_Work to do_
Copy every line of the items below, requests included, but raise each coordinate in the answers by 130. Leave the pictures out.

[Excerpts from a point labeling dataset]
┄┄┄┄┄┄┄┄┄┄
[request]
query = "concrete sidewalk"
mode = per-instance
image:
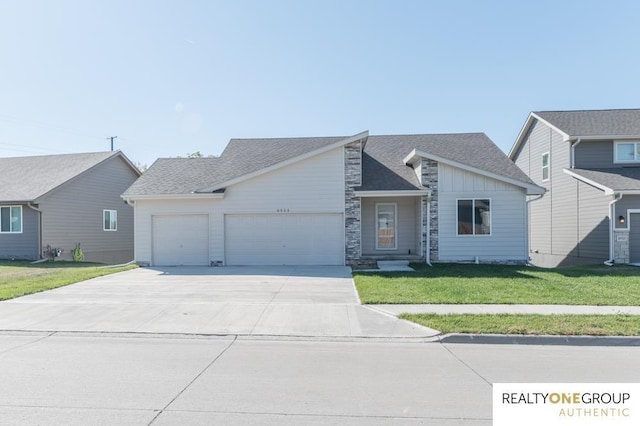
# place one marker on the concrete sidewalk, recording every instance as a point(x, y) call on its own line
point(506, 309)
┄┄┄┄┄┄┄┄┄┄
_Exercise output_
[request]
query = "concrete sidewalk"
mode = per-instance
image:
# place one marker on the concrete sidewalk, recording every instance as a point(x, y) call on its own line
point(636, 439)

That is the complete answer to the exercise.